* WHAT THIS TASK INVOLVES *
Pick up the graph database discussion below after its last line and carry it on.

Hacker Newsnew | past | comments | ask | show | jobs | submitlogin

This is very interesting. Anybody use it? Alternatives?


We help bring gpu visual analytics & investigation automation to users of all sorts of graph DBs (think tableau & servicenow for graph), so based on our enterprise/big tech/gov/startup interactions:

1. Shortlist (and in no order): Neo4j, AWS Neptune, Datastax Graph, TigerGraph, Azure CosmosDB, and JanusGraph (Titan fork) are the ones we see the most in practice, and not in production but rumor-mill, Dgraph, RedisGraph, & ArangoDB. The three-and-four-letter types seem to roll their own, for better or worse. There are also some super cool ones that don't get visibility outside of the HPC+DoD world, like Stinger & Gunrock. Interestingly, the reality is a ton of our graph users aren't even on graph DBs (think Splunk/ELK/SQL), and for data scientists, just do ephemeral Pandas/Spark. As someone from the early days of the end-to-end GPU computing movement, we're incorporating cuGraph (part of nvidia rapids.ai) into our middle tier, so you get to transparently benefit from it while looking at data in any of the above.

2. I now slice graph DB's more in terms of OLTP (neo4j, janus, neptune, maybe tiger) vs OLAP (spark graphx, cugraph) vs batch (janus, tiger) vs friendly BI/data science (neo4j) vs friendly app dev / multi-modal add-on (CosmosDB, Neo4j, Arango, Redis). Curious to see how this goes -- given the number of contributors, I'm guessing it's doing well in at least one of these. +1 to hearing reports from others!


Thanks, I really appreciate the comprehensive write up of what your team is seeing. Any chance of a longer blog post that expands on this, especially pro-cons and performance?


Yes, that is a great idea!


For someone who just wants to run some (intensive) OLAP graph queries on the “graph formulation” of a relational or hierarchical dataset every once in a while (maybe batch, maybe user-initiated, but either way <1QPS), but doesn’t yet have a graph DB and doesn’t really want to maintain their data in a canonical graph formulation, which type of graph DB would you recommend as the simplest-to-maintain, simplest-to-scale “adjunct” to their existing infra?

I.e. what’s the graph DB that best fits the use-case equivalent to “having your data in an RDBMS and then running an indexer agent to feed ElasticSearch for searching”?


My default nowadays is minimize work via "no graph db": csv/parquet extract -> jupyter notebook of pandas/cugraph/graphistry, and if that isn't enough, then dockerized (=throwaway) neo4j , or if the env has it, spark+graphistry. The answers to some questions can easily switch the answer to say "kafka -> tigergraph/janusgraph/neptune", or some push button neo4j/cosmosdb stuff:

* Primary DB: type / scale, and how fresh do the extracts need to be (daily, last minute?)

* DATASET *
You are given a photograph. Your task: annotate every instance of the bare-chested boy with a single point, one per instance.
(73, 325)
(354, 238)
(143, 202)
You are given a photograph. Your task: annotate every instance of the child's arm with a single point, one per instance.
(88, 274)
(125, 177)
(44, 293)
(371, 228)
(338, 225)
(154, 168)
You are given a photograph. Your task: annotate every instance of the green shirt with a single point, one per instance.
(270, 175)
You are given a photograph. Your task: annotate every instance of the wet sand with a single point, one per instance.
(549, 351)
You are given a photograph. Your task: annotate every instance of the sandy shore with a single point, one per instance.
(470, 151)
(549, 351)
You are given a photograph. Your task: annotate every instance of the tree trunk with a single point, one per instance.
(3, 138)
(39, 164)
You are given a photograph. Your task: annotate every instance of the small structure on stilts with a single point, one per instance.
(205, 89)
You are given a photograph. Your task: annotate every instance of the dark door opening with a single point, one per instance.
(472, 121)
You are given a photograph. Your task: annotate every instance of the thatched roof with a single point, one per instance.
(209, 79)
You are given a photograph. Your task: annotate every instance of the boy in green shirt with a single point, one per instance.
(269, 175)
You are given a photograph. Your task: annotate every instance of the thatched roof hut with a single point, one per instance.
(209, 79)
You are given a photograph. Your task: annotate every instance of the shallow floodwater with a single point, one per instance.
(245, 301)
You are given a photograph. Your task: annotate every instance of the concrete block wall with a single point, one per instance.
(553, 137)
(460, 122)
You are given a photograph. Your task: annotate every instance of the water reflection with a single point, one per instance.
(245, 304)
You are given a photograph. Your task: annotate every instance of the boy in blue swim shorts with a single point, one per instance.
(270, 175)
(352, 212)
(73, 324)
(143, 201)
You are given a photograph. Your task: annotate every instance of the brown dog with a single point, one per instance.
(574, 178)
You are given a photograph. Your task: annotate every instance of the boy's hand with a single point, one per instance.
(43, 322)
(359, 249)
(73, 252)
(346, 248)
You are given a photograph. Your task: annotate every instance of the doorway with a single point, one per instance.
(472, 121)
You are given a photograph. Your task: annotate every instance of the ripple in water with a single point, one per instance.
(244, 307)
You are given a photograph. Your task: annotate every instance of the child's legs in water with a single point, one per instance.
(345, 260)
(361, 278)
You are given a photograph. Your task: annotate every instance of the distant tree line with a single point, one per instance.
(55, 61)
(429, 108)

* EXERCISE RESULT *
* Are queries more search-centric ("entities 4 hops out") or analytics ("personalized pagerank")?

* Graph size: 10M relations, or 10B? Document heavy, or mostly ints & short strings?

* Is the client consuming the graph via a graph UI, or API-only?

* Licensing and $ cost restrictions?

* Push-button or inhouse-developer-managed?

The result of (valid) engineering trade-offs by graph db dev teams means that, currently, adding a graph db as a second system can be tricky. The above represent potential mismatches between source db / graph stack / workload and team burden. Feels like this needs a flow chart!

Happy to answer based on the above, and you can see why I'm curious which areas Nebula will help straddle :)


Very insightful answer! Thanks for sharing your opinions here. Nebula Graph is good at OLTP use cases where high QPS and low latency are required.


I'd say dgraph (https://dgraph.io/) is closest competitor but Neo4j (https://neo4j.com) as well which has longer heritage.

I'd also include redis because of the graph module (https://oss.redislabs.com/redisgraph/).

I've likely missed a bunch of others. Add them as I'm interested in graph db and have only scratched the surface myself.


There is also decentralized Gun DB: https://gun.eco/

OrientDB is an alternative to Neo: https://orientdb.org/

There are a bunch of DB's compatible with Tinkerpop and e.g. query-able with Gremlin: http://tinkerpop.apache.org/


There is also Weaviate, still in development, which has a flavor of GraphQL for querying: https://github.com/semi-technologies/weaviate

And this awesome page has some good entries: https://github.com/jbmusso/awesome-graph/blob/master/README....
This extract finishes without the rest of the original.